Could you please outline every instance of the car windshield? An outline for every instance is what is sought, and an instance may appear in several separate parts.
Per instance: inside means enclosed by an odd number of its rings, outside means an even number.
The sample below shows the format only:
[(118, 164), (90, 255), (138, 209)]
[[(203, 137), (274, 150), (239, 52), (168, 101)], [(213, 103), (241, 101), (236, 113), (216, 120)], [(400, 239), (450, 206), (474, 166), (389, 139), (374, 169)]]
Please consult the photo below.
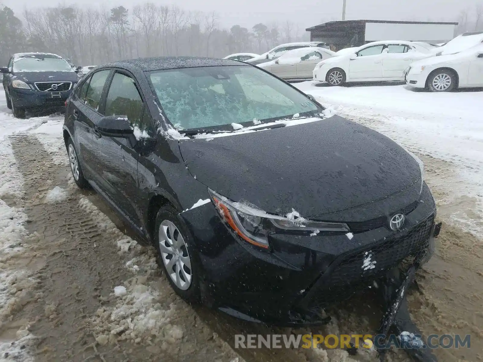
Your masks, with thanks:
[(63, 59), (32, 55), (16, 59), (14, 62), (14, 71), (73, 71), (73, 70)]
[(267, 122), (320, 110), (290, 85), (254, 67), (174, 69), (152, 72), (149, 77), (178, 129)]

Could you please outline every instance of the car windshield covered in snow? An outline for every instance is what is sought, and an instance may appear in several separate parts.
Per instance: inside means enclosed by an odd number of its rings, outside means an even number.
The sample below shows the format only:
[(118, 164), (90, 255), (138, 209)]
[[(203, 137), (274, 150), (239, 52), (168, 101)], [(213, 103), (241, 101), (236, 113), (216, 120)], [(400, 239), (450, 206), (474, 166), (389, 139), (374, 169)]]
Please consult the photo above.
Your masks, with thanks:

■ **Written instruction**
Copy the rows above word for word, but leave out the pictures.

■ **Exercise result**
Could you please outline every instance of the car windshield? An outline for every instance is what is sought, and an instance may appear in several separate parts.
Per instance: inside means enclosed by an odd number of its rings, outside means an even number.
The sample below shows the format only:
[(118, 164), (90, 255), (138, 209)]
[[(203, 137), (274, 150), (239, 52), (168, 101)], [(213, 103), (241, 101), (236, 113), (216, 120)], [(400, 239), (450, 206), (474, 166), (389, 139), (374, 169)]]
Please consult the photo below.
Your masks, with thanks:
[(63, 59), (32, 55), (16, 59), (14, 62), (14, 71), (73, 71), (73, 70)]
[(267, 122), (320, 110), (290, 85), (254, 67), (174, 69), (152, 72), (149, 77), (178, 129)]

Could you please outline every instance of the car windshield covered in snow? An outline for every instance is what is sought, and an instance may appear in several separate parts.
Per instance: inside means enclosed by an odd number of its rings, outside means an even number.
The sample below shows the format only:
[(118, 164), (90, 255), (138, 209)]
[[(203, 137), (274, 150), (239, 52), (168, 101)], [(213, 103), (241, 101), (236, 113), (216, 120)], [(400, 239), (450, 206), (474, 166), (389, 139), (374, 169)]]
Please consult the photo above.
Your masks, with thanks:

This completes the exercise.